**WHAT YOU NEED TO DO:**
In the tutorial on converting decimal numbers to binary, why does the program write 'rem + binary' rather than 'binary + rem'?

**EXTRACT PROVIDED:**
------------------------------------------------------------------------

We have a API methods to convert decimal to binary, Here I am going to add sample programs for converting decimal to binary using API and well as manual process for understanding.
API Sample :-
--------------
/**
* @author skummitha
*
*/
public class ConvertIntToBinaryExample {
public static void main(String[] args) {
int i = 15;
String strBinaryNumber = Integer.toBinaryString(i);
System.out.println("Convert decimal number to binary number example");
System.out.println("Binary value of " + i + " is " + strBinaryNumber);
}
}
Manual Coding :-
------------------
The program for conversion of decimal to binary depends on the problem specification. It may be given that the decimal number is always positive or it can be both positive and negative. Another thing to consider is the number of bits we are allotted for the binary representation. Finite number of bits in binary cannot represent any arbitrary large decimal number. The program given here assumes that the decimal number that we are given as input is positive. We first explain the procedure for converting a positive decimal number to a binary number and then give the program.
Procedure:-
-------------
First, let us see how humans perform the computation. We start with the given decimal number, and repeatedly divide it by 2 (whole number division where the result will be only the quotient, a whole number) and note down the remainder at every step till we obtain the quotient as 0. The remainders obtained in each step when concatenated together (the last remainder taken as the first digit of the binary number) give the binary form of the decimal number.
Shown below is the repeated division of 14.
The remainders obtained when concatenated together give the binary representation of 14 which is 1110.
Java Program :-
--------------------
The program is given below. The explanation follows it.
import java.util.Scanner;
public class DecimalToBinary {
public String toBinary(int n) {
if (n == 0) {
return "0";
}
String binary = "";
while (n > 0) {
int rem = n % 2;
binary = rem + binary;
n = n / 2;
}
return binary;
}
public static void main(String[] args) {
Scanner scanner = new Scanner(System.in);
System.out.print("Enter a number: ");
int decimal = scanner.nextInt();
DecimalToBinary decimalToBinary = new DecimalToBinary();
String binary = decimalToBinary.toBinary(decimal);
System.out.println("The binary representation is " + binary);
}
}
The method toBinary() accepts an integer n that should be converted to binary format. As we said earlier, the number n should be repeatedly divided by 2 till we obtain 0 and the remainders should be concatenated. We use the String variable 'binary' to hold the result. The while loop has the condition n!=0 which will repeatedly perform the operations in the while block as long as n is not zero.
The while loop contains three statements.
The first is finding the remainder on dividing n by 2 which is obtained by using the modulo operator.
The next step concatenates the remainder to the binary representation we have obtained so far. Note that we have written 'rem + binary' and not 'binary + rem'. This is because the last remainder will be the first bit in the binary representation. Consider that just before the last division, we have binary = 100. If the last step gives rem = 1, then 'rem + binary' will be 1100 which is correct as the last remainder was placed in the beginning of the binary representation. If we had used 'binary + rem', the result would have been '1001' which is incorrect.
The third statement in the while loop updates the value of n to n/2 i.e. it divides the value by 2 and takes the quotient. Note that both n and 2 are integers which on division will return an integer and not a real number.

------------------------------------------------------------------------

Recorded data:

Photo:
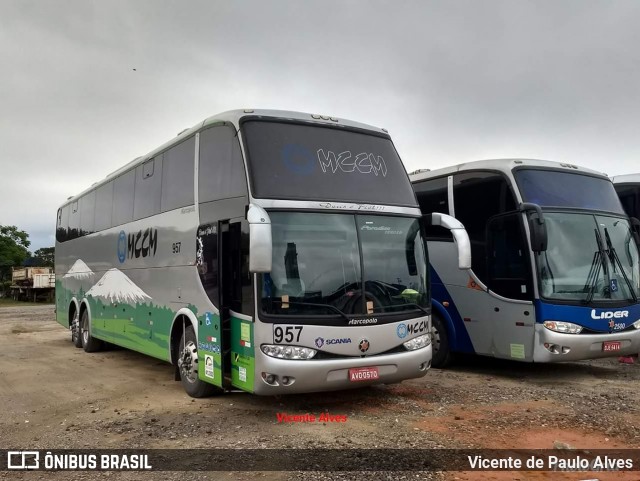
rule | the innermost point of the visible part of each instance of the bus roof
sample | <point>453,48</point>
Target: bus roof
<point>232,117</point>
<point>626,179</point>
<point>501,165</point>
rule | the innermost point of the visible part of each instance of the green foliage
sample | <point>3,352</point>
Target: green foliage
<point>44,257</point>
<point>14,245</point>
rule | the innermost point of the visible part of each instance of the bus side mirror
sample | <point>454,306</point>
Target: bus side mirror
<point>260,243</point>
<point>537,226</point>
<point>459,233</point>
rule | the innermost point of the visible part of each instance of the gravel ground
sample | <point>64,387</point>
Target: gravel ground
<point>55,396</point>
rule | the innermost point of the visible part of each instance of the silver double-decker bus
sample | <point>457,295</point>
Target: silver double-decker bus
<point>554,266</point>
<point>268,251</point>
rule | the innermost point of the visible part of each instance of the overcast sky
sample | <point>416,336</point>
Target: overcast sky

------------------------------------------------------------------------

**SOLUTION FOR THIS PROBLEM:**
The last remainder has to be the first bit of the binary representation.